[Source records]

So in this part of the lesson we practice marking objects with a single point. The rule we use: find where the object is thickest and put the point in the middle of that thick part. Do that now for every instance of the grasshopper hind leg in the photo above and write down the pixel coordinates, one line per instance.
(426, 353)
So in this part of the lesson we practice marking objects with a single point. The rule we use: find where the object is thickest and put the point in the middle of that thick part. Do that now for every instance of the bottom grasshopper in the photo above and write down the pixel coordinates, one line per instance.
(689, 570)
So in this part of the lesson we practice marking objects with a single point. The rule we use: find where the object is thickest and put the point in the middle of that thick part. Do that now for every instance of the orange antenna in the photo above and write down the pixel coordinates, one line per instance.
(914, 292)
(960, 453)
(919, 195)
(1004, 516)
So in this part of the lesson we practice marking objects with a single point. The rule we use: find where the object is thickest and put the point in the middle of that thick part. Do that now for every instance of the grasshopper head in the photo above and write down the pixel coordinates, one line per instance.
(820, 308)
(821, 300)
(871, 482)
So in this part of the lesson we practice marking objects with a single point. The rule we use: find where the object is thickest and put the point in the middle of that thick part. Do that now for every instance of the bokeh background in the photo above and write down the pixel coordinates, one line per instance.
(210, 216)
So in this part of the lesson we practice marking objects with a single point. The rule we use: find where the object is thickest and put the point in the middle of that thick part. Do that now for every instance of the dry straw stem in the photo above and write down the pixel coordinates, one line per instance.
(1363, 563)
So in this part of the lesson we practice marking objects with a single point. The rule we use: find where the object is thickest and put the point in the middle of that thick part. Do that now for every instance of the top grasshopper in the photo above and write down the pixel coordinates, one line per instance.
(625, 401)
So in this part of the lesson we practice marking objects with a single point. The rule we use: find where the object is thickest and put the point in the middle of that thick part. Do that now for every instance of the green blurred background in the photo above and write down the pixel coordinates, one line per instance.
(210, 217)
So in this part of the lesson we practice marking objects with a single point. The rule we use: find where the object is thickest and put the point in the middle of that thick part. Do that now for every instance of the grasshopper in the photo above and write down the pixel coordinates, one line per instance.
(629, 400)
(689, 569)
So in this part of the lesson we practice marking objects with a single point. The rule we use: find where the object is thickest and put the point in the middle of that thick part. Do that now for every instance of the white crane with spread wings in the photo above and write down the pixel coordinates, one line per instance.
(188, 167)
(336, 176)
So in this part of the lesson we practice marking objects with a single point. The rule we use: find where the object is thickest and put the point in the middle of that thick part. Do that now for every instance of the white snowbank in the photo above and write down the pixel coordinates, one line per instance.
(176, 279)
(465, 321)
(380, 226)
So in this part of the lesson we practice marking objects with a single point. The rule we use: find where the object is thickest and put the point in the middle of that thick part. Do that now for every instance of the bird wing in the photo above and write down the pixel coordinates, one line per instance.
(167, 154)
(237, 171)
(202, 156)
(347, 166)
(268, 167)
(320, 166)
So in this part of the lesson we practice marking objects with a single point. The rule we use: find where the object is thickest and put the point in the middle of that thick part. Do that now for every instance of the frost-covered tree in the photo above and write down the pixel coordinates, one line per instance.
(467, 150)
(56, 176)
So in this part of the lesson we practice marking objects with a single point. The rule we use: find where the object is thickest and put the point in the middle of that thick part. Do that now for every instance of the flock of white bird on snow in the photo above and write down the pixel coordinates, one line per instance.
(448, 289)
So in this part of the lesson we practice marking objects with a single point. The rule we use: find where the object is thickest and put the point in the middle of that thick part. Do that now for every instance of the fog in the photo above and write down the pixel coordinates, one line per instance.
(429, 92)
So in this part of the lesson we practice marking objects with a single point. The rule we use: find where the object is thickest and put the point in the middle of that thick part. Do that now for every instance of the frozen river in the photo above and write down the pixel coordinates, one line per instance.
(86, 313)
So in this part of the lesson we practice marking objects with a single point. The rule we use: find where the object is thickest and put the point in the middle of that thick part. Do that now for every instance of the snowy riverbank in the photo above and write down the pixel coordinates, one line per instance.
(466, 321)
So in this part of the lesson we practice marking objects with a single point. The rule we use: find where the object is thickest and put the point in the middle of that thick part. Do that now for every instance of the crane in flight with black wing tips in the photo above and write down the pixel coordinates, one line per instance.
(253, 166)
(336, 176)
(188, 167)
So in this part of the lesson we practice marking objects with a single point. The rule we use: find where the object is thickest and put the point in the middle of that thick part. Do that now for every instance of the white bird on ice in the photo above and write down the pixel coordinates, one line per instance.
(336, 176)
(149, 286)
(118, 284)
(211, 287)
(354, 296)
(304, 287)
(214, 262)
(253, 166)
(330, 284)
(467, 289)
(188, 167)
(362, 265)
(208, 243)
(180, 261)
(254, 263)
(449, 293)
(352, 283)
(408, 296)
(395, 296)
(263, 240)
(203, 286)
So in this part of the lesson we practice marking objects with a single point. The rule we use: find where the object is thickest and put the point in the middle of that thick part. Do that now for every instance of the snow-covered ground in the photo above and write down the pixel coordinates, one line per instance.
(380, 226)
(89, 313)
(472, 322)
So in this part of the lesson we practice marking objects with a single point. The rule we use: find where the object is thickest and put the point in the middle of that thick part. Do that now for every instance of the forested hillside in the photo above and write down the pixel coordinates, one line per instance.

> [Task details]:
Output every line of the source records above as a numbered list, omitting any blank lines.

> [Answer below]:
1. So in this part of the lesson we practice marking objects with a single point. The rule we use: find where the object is thickest and put the point in the middle of that thick part. Do that now for every instance of the grasshopper hind leg in the photo above and write down the pixel coordinates, one line per instance.
2. (426, 353)
3. So in this part of the lesson we practice marking objects with a single point. The rule we use: find where the object is thickest and put the point in the middle of that thick part. Do that now for every instance of the bottom grasshopper in the photo above and write down the pixel coordinates, one line per instance.
4. (689, 570)
5. So in this part of the lesson we practice marking objects with a single point. The rule we use: find where the object is thickest and put the point in the middle of that thick part. Do that now for every instance of the orange antenna in the photo above and write down the pixel coordinates, one line per instance.
6. (914, 292)
7. (960, 453)
8. (919, 195)
9. (1004, 516)
10. So in this part of the lesson we practice marking objects with a single point. The rule we use: find where the object is thickest and put the point in the middle of that thick part. Do that now for every instance of the grasshopper head in the photo above and write down the pixel coordinates, one line per instance.
11. (820, 308)
12. (821, 300)
13. (871, 482)
14. So in this part of the lesson we practice marking objects with a single point. The rule we use: find where the object is thickest and put the point in the middle of that thick part. Do that now for every instance of the bokeh background in the photo above and write down the pixel coordinates, one line per instance.
15. (210, 216)
16. So in this part of the lesson we practice marking objects with a single point. The rule we use: find where the object is thickest and put the point in the middle of that thick part. Do that now for every instance of the dry straw stem in the photo above and write down the pixel coordinates, one line per instance.
17. (1363, 563)
18. So in this part of the lesson we practice marking objects with a single point. The rule we use: find where the object is thickest and put the point in the middle of that thick part. Do that now for every instance of the top grasshopper in the photo above and write down the pixel coordinates, one line per instance.
19. (625, 401)
20. So in this part of the lesson we practice marking objects with a single point. The rule we use: find where the object is thickest and put the point in the middle of that thick part. Do that now for every instance of the green blurred background in the photo above and write down the pixel coordinates, one line per instance.
21. (210, 217)
22. So in this part of the lesson we practice marking objects with a single point. The rule we use: find where the object is thickest and put the point in the middle of that thick part. Do that now for every instance of the grasshopper in the photo above and write down the pixel coordinates, one line per instance.
23. (629, 400)
24. (689, 569)
25. So in this part of the lesson we practice marking objects with a single point. The rule we use: find where the object is thickest and put the point in the middle of that thick part. Do that now for every instance of the white crane with spread wings in the photo above and write down the pixel coordinates, one line per instance.
26. (188, 167)
27. (336, 176)
28. So in this part of the lesson we practice marking objects with a single point. The rule we use: find where the object is thickest and put the point in the middle of that thick part. Do that now for every instance of the white snowbank in the photo above and write down the pixel coordinates, one line per instance.
29. (176, 279)
30. (465, 321)
31. (380, 226)
32. So in this part of the lesson we practice marking objects with a single point. The rule we use: find where the object is thickest and put the point in the middle of that thick part. Do that now for every instance of the bird wing in the photo above and write down the pixel coordinates, one line per instance.
33. (167, 154)
34. (237, 171)
35. (202, 156)
36. (347, 166)
37. (268, 167)
38. (320, 166)
39. So in this part of the lesson we practice marking objects with a single point. The rule we use: find where the object is thickest and put the point in the middle of that thick part. Do that now for every instance of the frost-covered tree in the photo above and write down the pixel coordinates, one line per instance.
40. (467, 150)
41. (56, 176)
42. So in this part of the lesson we practice marking objects with a single point. The rule we use: find where the object is thickest and put the point in the middle of that thick part. Do that now for every instance of the flock of white bird on snow in the photo above and write down the pixel coordinates, one line per instance.
43. (448, 289)
44. So in this part of the lesson we practice marking objects with a single point. The rule we use: find where the object is thickest and put the point in the middle of that thick part. Do that now for every instance of the fog in the photo above and write down the pixel coordinates, one line per instance.
45. (429, 92)
46. So in this part of the lesson we practice marking objects with a single point. The rule we use: find where the object is thickest and put the point in the middle of that thick part. Do that now for every instance of the frozen river in the photo above and write down the pixel coordinates, one line per instance.
47. (86, 313)
48. So in this part of the lesson we practice marking objects with a single point. The rule we use: find where the object is thickest and put the point in the middle of that thick part. Do that now for every instance of the snowy riverbank in the photo above and write down the pixel coordinates, one line per instance.
49. (466, 321)
50. So in this part of the lesson we practice marking objects with a single point. The rule we use: find where the object is thickest and put the point in the middle of that thick part. Do that now for every instance of the crane in flight with black wing tips in the photo above and write down the pixel coordinates, one line per instance.
51. (253, 166)
52. (336, 176)
53. (188, 167)
54. So in this part of the lesson we practice marking objects with a single point. The rule we use: find where the object is thickest and put the point in the middle of that thick part. Do that now for every instance of the white bird on ice in the photo above and write down the pixel coordinates, one line per instance.
55. (336, 176)
56. (149, 286)
57. (118, 284)
58. (211, 287)
59. (354, 296)
60. (304, 287)
61. (214, 262)
62. (253, 166)
63. (330, 284)
64. (467, 289)
65. (188, 167)
66. (362, 265)
67. (208, 243)
68. (180, 261)
69. (254, 263)
70. (449, 293)
71. (352, 283)
72. (408, 296)
73. (395, 296)
74. (263, 240)
75. (203, 286)
76. So in this part of the lesson we practice marking objects with a single point. The rule we use: find where the object is thickest and put the point in the middle of that thick part. Do that now for every instance of the snow-covered ground in the photo above and write down the pixel coordinates, one line per instance.
77. (380, 226)
78. (89, 313)
79. (472, 322)
80. So in this part of the lesson we practice marking objects with a single point. The rule we use: find where the object is thickest and put the point in the middle of that thick part. Do that now for every instance of the forested hillside in the photo above and write down the pixel coordinates, one line per instance.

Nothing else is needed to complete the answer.